● **What to work on**:
(A) In the immunology post, which vaccine is named as being given orally?
(B) Write out everything in the immunology post from "We immunologists do" down to "it will grow.", swapping each "synonyms" for "equivalents".

● **Excerpt to read**:
+-------+
MadSci Network: Immunology
Query:

Re: What is the difference between inoculation, vaccination and immunisation?

Date: Mon Apr 2 15:08:59 2001
Posted By: Art Anderson, Senior Scientist in Immunology and Pathology at USAMRIID
Area of science: Immunology
ID: 985592061.Im
Message:

We immunologists do use, misuse and create odd words to describe what we do. I often use innoculate, vaccinate and immunize as though they were synonyms. They are synonyms with some shoulders of overlap related to where they come from. Microbiologists have been innoculating cultures a little longer than immunologists have been inoculating antigens. The connotation is that you are putting something into something to see if it will grow.

Inoculate comes from Microbiology:
Early vaccines were replicating organisms so inoculate would be like the process microbiologists use. Inoculation does not specifically mean "inject" but it can. Giving polio vaccine orally is every bit an inoculation as would be scraping smallpox vaccine in the skin or injecting tetanus toxoid into the muscle of your upper arm.
+-------+
(Saved data entries)
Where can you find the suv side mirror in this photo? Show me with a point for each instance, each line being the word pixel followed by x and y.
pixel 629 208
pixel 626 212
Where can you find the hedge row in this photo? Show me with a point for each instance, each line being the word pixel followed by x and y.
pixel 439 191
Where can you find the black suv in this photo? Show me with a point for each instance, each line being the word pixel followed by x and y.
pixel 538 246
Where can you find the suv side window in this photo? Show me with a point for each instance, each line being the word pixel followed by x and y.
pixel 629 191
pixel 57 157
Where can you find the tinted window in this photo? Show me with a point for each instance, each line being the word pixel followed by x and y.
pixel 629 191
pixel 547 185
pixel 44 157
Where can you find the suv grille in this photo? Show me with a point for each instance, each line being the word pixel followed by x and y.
+-------+
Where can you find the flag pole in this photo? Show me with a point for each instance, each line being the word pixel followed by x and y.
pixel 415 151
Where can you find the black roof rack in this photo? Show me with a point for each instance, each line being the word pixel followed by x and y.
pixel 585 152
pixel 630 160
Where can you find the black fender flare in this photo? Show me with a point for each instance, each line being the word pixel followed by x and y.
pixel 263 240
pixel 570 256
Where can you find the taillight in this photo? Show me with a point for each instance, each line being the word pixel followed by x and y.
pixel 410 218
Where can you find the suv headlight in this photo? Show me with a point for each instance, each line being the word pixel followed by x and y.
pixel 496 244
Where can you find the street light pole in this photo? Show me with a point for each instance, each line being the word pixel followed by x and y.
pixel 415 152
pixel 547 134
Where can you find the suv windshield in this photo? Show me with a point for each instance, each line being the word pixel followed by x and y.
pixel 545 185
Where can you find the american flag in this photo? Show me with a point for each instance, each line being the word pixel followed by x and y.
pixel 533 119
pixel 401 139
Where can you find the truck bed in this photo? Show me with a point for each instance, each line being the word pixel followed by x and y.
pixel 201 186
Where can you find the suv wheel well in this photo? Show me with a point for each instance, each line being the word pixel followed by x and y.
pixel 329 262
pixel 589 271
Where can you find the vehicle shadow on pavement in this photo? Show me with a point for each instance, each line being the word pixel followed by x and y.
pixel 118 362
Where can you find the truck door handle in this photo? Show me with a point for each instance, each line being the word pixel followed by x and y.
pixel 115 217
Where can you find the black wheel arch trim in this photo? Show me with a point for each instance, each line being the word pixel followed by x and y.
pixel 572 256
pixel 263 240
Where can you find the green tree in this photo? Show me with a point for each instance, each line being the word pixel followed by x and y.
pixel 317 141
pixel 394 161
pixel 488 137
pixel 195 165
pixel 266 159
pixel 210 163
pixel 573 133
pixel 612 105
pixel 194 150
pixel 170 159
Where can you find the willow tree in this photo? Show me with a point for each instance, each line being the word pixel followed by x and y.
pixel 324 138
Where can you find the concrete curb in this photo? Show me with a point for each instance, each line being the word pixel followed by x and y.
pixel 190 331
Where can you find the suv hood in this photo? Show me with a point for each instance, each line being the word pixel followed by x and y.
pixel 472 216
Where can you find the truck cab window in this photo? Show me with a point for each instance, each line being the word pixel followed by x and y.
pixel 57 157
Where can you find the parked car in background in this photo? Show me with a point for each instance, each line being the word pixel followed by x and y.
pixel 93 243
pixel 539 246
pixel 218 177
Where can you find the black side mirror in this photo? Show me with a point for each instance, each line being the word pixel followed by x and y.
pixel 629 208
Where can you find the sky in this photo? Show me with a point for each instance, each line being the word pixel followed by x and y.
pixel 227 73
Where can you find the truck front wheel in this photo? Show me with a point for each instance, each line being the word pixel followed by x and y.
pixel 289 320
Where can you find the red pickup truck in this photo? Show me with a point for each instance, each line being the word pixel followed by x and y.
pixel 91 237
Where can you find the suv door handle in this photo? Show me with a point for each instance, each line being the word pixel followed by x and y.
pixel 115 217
+-------+
● **Answers per task**:
(A) Polio vaccine.

(B)
We immunologists do use, misuse and create odd words to describe what we do. I often use innoculate, vaccinate and immunize as though they were equivalents. They are equivalents with some shoulders of overlap related to where they come from. Microbiologists have been innoculating cultures a little longer than immunologists have been inoculating antigens. The connotation is that you are putting something into something to see if it will grow.